*PROBLEM*: What's needed is an exact copy of the lines from the one that contains "colorful fringed mat." to the end of the data below, leaving the pictures out.

*SOURCE DATA*:
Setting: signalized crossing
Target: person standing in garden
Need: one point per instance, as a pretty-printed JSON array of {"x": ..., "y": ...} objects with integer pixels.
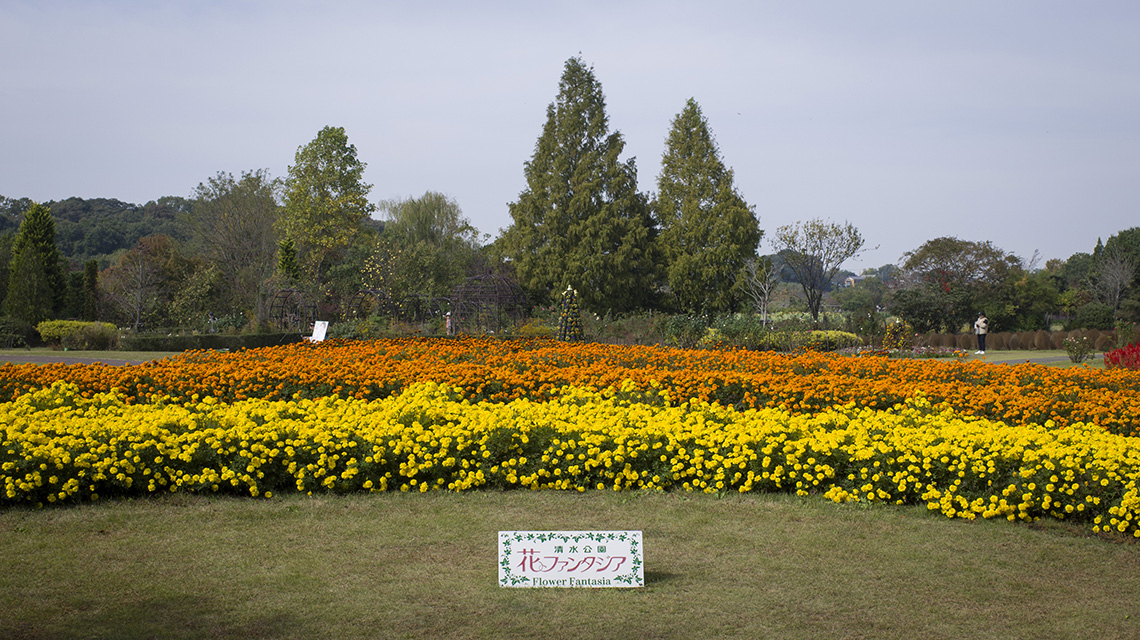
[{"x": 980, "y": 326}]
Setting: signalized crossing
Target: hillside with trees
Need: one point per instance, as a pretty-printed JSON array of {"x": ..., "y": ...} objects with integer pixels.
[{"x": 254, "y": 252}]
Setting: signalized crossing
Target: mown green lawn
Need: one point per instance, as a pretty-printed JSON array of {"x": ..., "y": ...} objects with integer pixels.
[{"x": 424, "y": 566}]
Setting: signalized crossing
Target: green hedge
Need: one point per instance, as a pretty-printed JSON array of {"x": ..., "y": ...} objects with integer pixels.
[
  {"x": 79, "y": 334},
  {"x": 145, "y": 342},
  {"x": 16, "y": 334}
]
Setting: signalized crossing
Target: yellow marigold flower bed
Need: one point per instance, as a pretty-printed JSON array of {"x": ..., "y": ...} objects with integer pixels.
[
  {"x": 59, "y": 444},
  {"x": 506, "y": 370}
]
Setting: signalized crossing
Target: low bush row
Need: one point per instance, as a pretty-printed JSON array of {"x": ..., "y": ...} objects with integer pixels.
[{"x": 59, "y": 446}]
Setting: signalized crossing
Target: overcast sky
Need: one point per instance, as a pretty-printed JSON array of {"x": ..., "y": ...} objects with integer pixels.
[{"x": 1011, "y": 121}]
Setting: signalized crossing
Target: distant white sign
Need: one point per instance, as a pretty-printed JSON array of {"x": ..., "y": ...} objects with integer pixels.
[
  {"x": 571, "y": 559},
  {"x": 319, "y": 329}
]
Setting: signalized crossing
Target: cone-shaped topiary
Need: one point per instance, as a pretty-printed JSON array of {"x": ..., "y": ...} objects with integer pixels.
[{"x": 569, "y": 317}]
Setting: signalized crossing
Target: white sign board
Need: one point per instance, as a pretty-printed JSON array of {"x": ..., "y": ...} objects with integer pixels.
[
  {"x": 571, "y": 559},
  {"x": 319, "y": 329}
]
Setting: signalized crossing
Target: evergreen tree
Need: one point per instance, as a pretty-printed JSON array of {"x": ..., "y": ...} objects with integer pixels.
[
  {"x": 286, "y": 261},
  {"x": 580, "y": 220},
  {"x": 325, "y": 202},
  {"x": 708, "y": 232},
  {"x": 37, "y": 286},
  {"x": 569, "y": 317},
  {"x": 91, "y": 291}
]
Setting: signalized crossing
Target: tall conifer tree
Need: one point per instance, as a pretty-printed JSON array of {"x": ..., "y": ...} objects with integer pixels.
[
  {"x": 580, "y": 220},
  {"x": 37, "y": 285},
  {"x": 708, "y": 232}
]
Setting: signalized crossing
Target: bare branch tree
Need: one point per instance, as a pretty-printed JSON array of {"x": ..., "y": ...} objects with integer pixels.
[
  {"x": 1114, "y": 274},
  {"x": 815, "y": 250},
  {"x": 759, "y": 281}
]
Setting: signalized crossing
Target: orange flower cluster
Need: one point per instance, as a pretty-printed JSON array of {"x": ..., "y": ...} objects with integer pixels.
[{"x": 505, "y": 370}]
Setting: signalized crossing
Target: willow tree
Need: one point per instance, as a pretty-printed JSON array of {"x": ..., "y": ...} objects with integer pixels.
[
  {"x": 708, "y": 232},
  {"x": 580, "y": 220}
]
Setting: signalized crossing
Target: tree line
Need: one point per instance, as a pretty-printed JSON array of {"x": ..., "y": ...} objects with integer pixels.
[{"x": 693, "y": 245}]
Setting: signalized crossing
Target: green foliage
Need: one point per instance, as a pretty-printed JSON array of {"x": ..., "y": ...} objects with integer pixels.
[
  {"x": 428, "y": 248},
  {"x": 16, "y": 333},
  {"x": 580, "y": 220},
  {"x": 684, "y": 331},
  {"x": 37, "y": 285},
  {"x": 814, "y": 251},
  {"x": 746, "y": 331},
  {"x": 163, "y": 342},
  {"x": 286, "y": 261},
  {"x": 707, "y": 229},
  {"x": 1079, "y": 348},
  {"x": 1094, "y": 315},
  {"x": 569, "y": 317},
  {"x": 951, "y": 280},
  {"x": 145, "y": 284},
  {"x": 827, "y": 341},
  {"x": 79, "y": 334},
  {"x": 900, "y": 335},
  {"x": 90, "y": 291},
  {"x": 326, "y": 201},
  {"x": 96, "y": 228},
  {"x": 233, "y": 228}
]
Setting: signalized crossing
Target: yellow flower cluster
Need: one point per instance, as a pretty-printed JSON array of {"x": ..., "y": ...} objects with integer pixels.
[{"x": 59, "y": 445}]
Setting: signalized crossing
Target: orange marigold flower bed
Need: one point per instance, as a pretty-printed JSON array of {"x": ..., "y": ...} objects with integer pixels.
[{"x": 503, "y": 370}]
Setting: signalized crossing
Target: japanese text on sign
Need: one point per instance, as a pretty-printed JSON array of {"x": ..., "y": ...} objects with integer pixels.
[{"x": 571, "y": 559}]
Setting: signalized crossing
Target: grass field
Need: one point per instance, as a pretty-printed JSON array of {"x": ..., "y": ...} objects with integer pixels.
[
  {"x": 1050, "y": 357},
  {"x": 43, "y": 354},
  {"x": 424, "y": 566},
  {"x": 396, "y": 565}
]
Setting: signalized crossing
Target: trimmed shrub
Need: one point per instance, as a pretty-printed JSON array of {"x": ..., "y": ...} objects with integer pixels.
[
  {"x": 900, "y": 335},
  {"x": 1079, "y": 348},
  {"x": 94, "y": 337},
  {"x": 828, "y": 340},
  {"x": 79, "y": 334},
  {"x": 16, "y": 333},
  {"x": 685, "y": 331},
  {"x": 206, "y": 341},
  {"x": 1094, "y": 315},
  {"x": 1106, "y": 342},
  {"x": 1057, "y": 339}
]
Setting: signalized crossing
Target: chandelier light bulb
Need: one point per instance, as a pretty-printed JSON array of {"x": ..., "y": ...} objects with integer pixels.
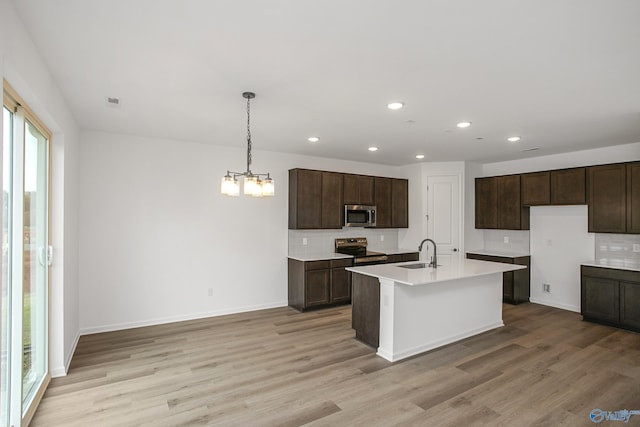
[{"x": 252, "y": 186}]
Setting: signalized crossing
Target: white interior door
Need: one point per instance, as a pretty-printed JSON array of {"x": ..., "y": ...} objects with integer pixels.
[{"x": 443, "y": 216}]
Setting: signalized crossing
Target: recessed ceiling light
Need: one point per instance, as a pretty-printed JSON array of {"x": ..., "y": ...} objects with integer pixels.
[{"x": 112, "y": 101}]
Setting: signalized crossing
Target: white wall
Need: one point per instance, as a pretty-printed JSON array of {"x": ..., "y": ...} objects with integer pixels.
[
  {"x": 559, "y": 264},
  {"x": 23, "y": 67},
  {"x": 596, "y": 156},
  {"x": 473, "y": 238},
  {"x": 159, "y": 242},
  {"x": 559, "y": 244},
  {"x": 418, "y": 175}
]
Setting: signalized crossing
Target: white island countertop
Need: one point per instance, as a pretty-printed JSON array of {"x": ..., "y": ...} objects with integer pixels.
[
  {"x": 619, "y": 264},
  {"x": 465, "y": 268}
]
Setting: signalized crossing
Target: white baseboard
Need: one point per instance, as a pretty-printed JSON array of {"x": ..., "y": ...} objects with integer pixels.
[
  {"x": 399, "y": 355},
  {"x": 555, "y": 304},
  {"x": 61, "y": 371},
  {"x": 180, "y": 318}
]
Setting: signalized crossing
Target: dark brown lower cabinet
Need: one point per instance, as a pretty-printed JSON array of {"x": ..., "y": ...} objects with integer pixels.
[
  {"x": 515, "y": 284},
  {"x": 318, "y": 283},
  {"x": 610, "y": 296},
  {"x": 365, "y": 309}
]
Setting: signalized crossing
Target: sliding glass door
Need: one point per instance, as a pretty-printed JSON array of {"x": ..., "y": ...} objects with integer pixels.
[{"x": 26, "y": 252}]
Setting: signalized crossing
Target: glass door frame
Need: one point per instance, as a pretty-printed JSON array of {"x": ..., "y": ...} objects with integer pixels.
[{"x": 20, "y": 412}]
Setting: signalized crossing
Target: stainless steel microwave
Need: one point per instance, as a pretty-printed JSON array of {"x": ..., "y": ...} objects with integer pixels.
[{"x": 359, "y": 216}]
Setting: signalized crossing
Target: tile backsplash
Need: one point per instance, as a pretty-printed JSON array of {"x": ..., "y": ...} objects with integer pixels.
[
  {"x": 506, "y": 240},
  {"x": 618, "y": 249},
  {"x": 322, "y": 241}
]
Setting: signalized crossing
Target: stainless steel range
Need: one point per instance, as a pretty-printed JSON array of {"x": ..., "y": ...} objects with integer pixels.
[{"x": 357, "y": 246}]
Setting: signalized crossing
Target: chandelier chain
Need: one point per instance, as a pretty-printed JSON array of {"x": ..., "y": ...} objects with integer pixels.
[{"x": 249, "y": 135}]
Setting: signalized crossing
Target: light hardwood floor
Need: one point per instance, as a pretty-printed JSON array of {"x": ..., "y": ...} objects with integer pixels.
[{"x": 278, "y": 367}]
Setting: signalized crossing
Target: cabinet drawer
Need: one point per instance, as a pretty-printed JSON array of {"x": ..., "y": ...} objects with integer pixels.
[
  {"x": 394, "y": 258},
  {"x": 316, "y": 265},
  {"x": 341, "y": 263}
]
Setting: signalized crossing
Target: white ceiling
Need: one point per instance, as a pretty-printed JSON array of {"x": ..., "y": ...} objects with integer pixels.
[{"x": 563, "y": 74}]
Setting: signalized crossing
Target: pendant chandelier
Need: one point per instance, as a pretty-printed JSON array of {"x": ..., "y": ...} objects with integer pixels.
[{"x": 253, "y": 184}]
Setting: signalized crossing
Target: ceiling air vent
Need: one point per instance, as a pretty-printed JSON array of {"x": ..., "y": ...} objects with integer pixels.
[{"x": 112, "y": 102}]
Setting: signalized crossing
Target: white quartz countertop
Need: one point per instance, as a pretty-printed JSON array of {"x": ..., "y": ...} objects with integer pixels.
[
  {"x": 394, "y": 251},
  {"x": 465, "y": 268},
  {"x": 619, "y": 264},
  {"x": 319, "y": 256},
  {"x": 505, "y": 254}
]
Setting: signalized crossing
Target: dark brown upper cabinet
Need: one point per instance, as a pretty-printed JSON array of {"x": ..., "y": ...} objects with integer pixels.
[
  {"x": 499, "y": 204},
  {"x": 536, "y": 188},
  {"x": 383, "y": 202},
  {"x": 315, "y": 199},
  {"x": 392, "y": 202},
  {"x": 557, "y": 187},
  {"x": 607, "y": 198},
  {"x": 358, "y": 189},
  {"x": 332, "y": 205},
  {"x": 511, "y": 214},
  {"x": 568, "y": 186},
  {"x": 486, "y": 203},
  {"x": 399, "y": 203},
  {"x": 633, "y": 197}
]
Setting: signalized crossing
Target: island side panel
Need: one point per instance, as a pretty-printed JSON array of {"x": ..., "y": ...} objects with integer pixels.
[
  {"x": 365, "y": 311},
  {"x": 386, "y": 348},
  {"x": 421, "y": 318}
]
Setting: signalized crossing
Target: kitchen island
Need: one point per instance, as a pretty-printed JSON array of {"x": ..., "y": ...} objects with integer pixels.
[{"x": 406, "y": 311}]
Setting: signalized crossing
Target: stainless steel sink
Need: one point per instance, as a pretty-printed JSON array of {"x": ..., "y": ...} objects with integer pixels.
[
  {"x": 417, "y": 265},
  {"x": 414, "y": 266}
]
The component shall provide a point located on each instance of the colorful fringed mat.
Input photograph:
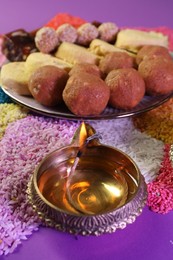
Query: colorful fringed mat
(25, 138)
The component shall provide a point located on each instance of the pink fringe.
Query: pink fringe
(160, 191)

*EXERCISE RESULT*:
The component shall provide a point located on each instance of the colorful fringed mat.
Input photograph:
Query: colorful fringed mat
(25, 138)
The component shall provide a point located on each instance of the pink fringe.
Query: pink fringe
(160, 191)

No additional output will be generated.